* **Data extract**:
********

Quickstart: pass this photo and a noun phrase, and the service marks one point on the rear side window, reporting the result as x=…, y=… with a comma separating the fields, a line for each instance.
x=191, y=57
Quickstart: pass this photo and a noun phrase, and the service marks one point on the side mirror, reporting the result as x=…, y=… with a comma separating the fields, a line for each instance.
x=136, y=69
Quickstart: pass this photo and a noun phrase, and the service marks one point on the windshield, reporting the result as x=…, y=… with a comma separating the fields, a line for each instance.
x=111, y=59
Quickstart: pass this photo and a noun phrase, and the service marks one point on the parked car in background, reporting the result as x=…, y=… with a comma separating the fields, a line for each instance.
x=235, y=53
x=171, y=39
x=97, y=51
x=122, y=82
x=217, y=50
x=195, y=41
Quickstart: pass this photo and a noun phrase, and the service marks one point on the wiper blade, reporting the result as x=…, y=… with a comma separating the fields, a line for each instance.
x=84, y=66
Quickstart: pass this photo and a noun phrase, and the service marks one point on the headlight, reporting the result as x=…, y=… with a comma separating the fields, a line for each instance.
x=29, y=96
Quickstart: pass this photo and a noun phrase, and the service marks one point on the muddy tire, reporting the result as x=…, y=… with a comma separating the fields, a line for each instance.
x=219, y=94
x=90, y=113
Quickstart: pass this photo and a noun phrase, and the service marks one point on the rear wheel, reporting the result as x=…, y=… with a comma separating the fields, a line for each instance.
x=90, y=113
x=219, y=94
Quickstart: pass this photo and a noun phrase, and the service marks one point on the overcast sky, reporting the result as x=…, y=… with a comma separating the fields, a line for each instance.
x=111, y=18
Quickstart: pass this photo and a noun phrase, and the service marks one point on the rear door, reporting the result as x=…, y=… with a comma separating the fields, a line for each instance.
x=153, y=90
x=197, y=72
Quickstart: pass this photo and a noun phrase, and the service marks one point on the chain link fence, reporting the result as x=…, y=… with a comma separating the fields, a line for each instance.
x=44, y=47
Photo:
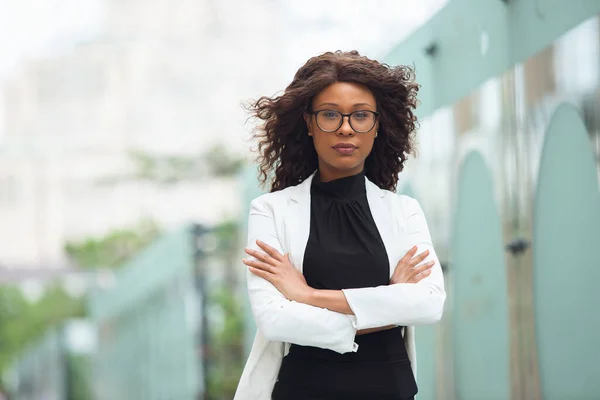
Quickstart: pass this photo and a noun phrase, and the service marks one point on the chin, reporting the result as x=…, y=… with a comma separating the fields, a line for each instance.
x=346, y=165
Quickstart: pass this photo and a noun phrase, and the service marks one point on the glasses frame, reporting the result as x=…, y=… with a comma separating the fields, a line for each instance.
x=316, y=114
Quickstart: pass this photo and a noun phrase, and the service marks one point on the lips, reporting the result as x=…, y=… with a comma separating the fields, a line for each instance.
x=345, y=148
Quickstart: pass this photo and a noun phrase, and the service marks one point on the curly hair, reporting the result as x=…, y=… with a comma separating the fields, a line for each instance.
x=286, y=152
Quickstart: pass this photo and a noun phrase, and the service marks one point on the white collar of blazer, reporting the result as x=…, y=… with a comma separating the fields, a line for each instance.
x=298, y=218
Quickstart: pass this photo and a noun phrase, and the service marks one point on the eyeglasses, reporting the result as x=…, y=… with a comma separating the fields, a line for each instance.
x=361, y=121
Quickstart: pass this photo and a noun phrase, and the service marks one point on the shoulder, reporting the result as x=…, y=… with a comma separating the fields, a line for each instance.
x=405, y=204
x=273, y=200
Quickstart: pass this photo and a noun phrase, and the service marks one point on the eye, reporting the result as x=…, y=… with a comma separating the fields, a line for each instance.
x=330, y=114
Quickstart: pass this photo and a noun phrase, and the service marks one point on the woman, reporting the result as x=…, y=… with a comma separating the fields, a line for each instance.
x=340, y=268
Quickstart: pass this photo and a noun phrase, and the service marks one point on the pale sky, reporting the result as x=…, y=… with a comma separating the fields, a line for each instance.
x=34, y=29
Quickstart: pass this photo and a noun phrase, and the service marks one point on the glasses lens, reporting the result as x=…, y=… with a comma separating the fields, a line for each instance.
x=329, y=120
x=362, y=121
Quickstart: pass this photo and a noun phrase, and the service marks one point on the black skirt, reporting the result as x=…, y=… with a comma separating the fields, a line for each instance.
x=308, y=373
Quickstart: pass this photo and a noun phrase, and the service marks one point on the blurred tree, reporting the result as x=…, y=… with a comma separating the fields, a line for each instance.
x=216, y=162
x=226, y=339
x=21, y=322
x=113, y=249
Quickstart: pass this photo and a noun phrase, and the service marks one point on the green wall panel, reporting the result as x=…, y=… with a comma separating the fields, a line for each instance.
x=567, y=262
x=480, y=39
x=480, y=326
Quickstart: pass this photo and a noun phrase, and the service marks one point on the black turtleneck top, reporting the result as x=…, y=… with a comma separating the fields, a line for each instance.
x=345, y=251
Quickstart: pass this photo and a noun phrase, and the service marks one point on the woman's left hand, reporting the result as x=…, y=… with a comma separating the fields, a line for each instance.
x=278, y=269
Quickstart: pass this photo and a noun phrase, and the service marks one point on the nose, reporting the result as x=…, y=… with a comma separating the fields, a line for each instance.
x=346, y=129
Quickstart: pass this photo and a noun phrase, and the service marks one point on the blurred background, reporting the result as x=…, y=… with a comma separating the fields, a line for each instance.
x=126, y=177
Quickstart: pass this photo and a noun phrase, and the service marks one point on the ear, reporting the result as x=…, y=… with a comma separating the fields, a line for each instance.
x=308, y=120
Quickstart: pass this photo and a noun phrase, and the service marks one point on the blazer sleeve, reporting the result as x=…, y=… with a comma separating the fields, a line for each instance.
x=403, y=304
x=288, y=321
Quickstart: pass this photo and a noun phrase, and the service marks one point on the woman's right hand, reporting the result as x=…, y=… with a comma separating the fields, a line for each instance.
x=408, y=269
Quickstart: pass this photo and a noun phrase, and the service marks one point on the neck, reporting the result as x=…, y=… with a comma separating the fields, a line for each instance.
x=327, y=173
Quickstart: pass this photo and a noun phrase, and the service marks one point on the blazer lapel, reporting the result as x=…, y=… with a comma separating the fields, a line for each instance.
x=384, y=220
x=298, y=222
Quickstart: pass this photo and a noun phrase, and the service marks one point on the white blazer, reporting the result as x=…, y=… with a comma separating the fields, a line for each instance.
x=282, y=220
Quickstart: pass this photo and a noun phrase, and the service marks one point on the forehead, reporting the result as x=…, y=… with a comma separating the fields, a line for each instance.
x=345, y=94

********

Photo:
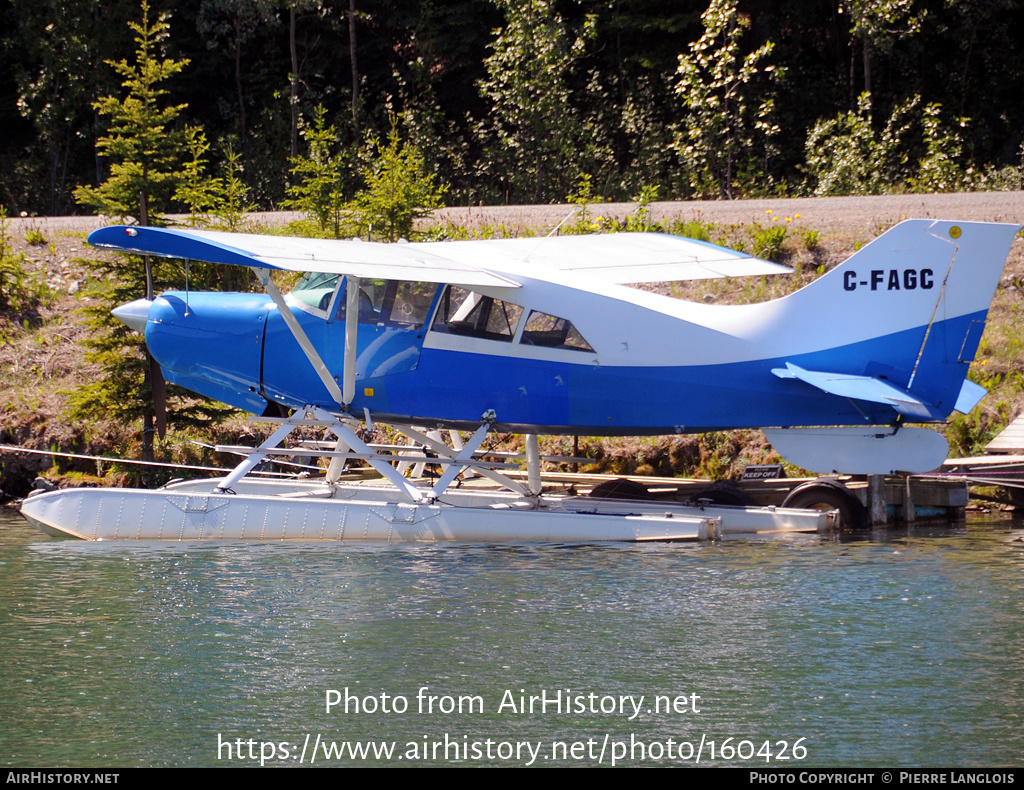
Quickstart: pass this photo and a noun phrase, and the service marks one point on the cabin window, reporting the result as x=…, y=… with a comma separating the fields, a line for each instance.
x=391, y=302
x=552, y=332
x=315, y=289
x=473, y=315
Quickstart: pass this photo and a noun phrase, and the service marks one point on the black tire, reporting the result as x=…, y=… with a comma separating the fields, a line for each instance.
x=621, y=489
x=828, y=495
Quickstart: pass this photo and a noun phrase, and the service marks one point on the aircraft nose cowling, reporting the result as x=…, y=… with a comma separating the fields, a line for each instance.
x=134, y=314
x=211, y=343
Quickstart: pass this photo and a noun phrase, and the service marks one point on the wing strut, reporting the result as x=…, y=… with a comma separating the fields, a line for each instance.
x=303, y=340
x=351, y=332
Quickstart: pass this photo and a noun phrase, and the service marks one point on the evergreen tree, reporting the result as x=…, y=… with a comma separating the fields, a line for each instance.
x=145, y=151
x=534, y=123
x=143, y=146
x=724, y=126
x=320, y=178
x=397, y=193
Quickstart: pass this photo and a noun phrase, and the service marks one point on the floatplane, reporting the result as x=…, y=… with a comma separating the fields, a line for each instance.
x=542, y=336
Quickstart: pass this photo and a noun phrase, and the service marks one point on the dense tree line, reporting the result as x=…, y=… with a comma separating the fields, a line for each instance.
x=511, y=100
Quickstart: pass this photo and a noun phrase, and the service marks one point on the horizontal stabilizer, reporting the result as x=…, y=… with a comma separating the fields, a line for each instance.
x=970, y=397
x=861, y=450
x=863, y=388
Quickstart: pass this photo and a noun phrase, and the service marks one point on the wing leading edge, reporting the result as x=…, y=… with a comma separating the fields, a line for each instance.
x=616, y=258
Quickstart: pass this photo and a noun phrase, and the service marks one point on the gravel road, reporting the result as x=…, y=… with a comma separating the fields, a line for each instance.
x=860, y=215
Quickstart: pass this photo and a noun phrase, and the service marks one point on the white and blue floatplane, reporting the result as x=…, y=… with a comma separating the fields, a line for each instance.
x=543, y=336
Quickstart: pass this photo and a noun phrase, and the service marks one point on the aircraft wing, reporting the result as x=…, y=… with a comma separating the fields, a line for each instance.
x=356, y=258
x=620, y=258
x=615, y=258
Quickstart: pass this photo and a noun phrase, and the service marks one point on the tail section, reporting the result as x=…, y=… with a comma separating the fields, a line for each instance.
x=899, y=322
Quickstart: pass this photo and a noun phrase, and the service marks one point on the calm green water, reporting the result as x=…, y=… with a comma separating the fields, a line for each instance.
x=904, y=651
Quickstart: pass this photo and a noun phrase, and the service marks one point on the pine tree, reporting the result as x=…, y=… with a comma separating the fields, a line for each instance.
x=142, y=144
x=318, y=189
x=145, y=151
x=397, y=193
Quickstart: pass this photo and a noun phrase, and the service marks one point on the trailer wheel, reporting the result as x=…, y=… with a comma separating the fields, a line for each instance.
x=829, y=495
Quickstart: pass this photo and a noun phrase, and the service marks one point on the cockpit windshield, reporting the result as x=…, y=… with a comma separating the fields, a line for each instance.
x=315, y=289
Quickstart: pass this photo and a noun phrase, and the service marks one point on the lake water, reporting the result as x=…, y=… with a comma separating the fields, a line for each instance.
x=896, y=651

********

* **Stated goal**: Rewrite the records from the line with "blurred background, reporting" up to and including the line with "x=288, y=321" as a Markdown table with two columns, No. and Record. Put a running row number in No. and the line in Record, and skip blank lines.

* **Reply to the task**:
| No. | Record |
|---|---|
| 1 | Quickstart: pass this photo and a noun phrase, and the service marks one point on the blurred background, reporting the result as x=…, y=… with a comma separating the fields, a line for each instance. |
| 2 | x=126, y=177 |
| 3 | Quickstart: pass this photo and a noun phrase, and the service marks one point on the ear, reporting the result as x=…, y=… with a comma separating the fields, a line for each instance. |
| 4 | x=308, y=120 |
| 5 | Quickstart: pass this photo and a noun phrase, and the service marks one point on the blazer sleeve, reporting the result as x=…, y=… with a comma separating the fields, a line for each instance. |
| 6 | x=403, y=304 |
| 7 | x=288, y=321 |